• [CONSIGNE]
Quels noms de lieux figurent dans l'extrait sur la lutte pour le Sampo ? Citez-les tous.

• [EXTRAIT FOURNI]
----------------
Les ravisseurs échappent avec peine au naufrage, mais le kantélé, emporté par les vagues, est précipité au fond de l'abîme. Impatiente de reconquérir le Sampo, Louhi se précipite sur les traces de Väinämöinen. Le runoia la prévient, et, par la puissance de ses incantations, fait surgir au milieu de sa route un écueil formidable, contre lequel le navire de Pohjola se heurte et se brise. Louhi se change alors en aigle et, prenant ses guerriers sous ses ailes, elle s'élance à travers les airs. Bientôt, elle atteint le navire de Väinämöinen et se pose à la cime du mât. Lemminkäinen la frappe de son glaive, mais sans la blesser mortellement; Väinämöinen l'abat d'un coup de son gouvernail. Tombée sur le pont, Louhi s'efforce d'en arracher le Sampo ; l'instrument vole en éclats, et de ses débris les uns roulent au fond de la mer, les autres flottent à sa surface. Vaincue, Louhi renonce au combat et retourne tristement à Pohjola. De son côté, Väinämöinen gagne les rivages de son pays, où il retrouve les débris flottants du Sampo ; il les recueille avec soin, et, rendant grâces à Jumala, il invoque sa protection sur son peuple. Les effets du Sampo ne tardent point à se produire. Une prospérité merveilleuse règne dans les régions de Kalevala. A cette nouvelle, Louhi, saisie d'une jalousie sauvage, déchaîne contre ce peuple fortuné une succession d'atroces maladies; puis un ours monstrueux ; enfin, dans l'excès de sa rage, elle détache le soleil et la lune de la voûte céleste et les enferme au sein d'un rocher inconnu. Mais tous ces efforts demeurent impuissants; Väinämöinen les déjoue victorieusement, et le triomphe de Kalevala sur Pohjola est à jamais assuré. Le poème se termine par une runo où le christianisme à son aurore entre en lutte avec le paganisme et met fin à son règne. C'est l'histoire de Marjatta donnant naissance à son fils. L'enfant divin est nommé roi de Karélie; il confond la sagesse de Väinämöinen; et le vieux runoia, sentant sa mission finie, se construit un bateau et s'élance, seul, sur la mer, où il disparaît à jamais dans les horizons lointains; mais il laisse le kantélé à la Finlande, pour la joie éternelle de son peuple.
----------------
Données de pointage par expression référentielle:
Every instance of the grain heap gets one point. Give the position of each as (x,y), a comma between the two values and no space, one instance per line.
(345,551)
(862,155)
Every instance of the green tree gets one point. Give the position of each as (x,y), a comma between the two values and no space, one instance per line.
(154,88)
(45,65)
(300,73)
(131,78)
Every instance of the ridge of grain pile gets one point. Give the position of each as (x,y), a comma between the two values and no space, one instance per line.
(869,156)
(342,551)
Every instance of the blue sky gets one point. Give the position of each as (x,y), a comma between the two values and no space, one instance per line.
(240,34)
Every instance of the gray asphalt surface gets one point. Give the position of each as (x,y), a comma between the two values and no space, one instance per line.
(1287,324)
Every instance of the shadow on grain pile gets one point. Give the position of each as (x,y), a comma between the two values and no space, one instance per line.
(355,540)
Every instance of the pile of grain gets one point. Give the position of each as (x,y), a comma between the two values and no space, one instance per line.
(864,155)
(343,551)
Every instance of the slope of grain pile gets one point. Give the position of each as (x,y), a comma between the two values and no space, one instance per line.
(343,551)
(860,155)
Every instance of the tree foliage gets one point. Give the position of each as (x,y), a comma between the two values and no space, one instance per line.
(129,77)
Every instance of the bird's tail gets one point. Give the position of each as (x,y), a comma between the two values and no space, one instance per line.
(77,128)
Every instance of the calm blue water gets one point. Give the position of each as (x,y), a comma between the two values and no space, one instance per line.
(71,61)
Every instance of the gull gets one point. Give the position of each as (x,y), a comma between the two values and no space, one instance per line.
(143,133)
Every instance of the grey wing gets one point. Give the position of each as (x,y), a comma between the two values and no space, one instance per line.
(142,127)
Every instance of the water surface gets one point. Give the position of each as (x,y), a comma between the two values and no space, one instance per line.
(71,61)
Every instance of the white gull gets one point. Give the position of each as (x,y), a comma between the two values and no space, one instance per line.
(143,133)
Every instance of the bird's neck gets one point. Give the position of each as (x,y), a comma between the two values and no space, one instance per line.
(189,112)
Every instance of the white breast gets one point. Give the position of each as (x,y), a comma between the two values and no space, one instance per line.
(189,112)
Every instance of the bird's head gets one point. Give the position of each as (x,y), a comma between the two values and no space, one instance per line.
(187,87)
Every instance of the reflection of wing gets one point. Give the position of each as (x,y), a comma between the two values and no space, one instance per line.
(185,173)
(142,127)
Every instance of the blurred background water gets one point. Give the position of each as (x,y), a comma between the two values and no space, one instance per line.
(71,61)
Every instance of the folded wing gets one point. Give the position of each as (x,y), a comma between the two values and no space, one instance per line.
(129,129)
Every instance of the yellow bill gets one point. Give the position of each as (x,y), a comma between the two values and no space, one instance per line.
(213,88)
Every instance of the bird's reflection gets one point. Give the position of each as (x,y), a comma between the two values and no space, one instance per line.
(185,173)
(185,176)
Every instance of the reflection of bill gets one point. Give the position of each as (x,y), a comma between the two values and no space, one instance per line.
----------------
• [RÉSULTAT]
Pohjola, Kalevala, Karélie, Finlande